[Record excerpts]:
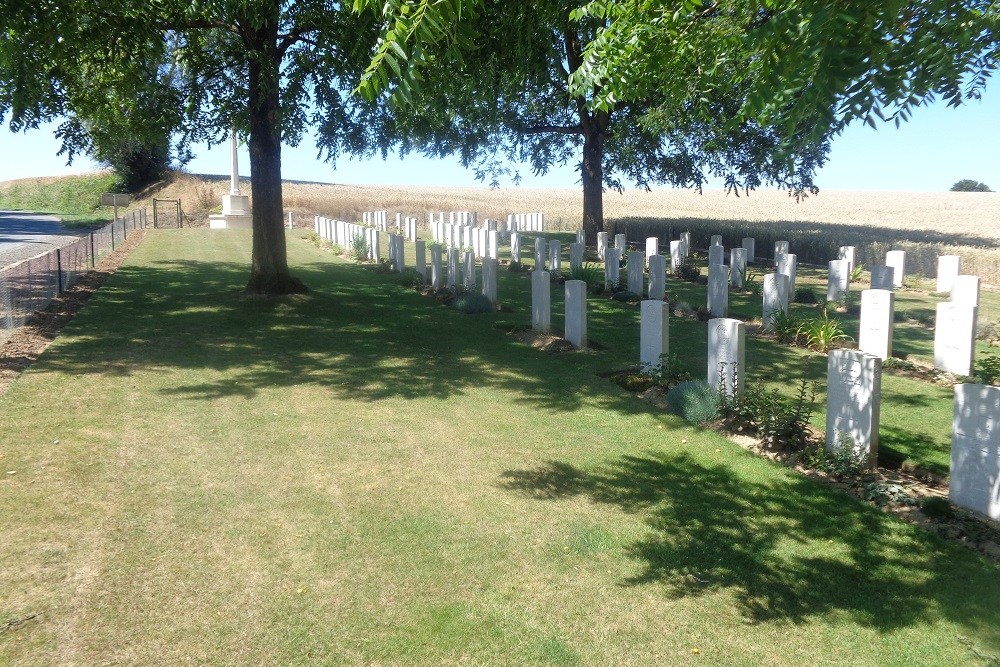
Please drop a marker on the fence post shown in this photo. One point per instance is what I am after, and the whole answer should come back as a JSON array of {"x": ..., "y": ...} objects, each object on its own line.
[{"x": 59, "y": 280}]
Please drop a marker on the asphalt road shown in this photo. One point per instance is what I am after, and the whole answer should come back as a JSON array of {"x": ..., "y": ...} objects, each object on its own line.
[{"x": 24, "y": 235}]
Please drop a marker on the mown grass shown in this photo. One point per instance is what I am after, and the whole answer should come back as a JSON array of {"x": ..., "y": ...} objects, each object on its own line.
[
  {"x": 76, "y": 198},
  {"x": 362, "y": 476}
]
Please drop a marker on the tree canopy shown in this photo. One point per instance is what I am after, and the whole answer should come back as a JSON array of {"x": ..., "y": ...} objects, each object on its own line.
[{"x": 268, "y": 68}]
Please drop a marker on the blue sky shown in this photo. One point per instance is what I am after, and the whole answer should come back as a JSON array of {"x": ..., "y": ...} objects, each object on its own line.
[{"x": 937, "y": 147}]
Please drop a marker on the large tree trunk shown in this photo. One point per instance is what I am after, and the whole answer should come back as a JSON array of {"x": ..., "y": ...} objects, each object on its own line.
[
  {"x": 269, "y": 261},
  {"x": 594, "y": 128}
]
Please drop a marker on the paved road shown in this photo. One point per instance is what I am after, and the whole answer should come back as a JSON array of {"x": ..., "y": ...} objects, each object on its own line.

[Your objective]: Express the material from the line containing "Please drop a marker on the large" through the end of the material as a Markdown table with the columns Nr and Line, numbering each line and leaving out blank lines.

[Task solution]:
| Nr | Line |
|---|---|
| 1 | Please drop a marker on the large tree trunk shown in this photo. One point per instance is what I am after, and the whole answer should come back as a JSON array of {"x": ..., "y": ...} objects, each object on its own line. |
| 2 | [ |
| 3 |   {"x": 269, "y": 261}, |
| 4 |   {"x": 594, "y": 128} |
| 5 | ] |
| 6 | Please drop a marker on the paved road shown in this photo. One point per instance is what I am after, and the whole answer should come back as a JSON array of {"x": ..., "y": ...} objects, each object on its own line. |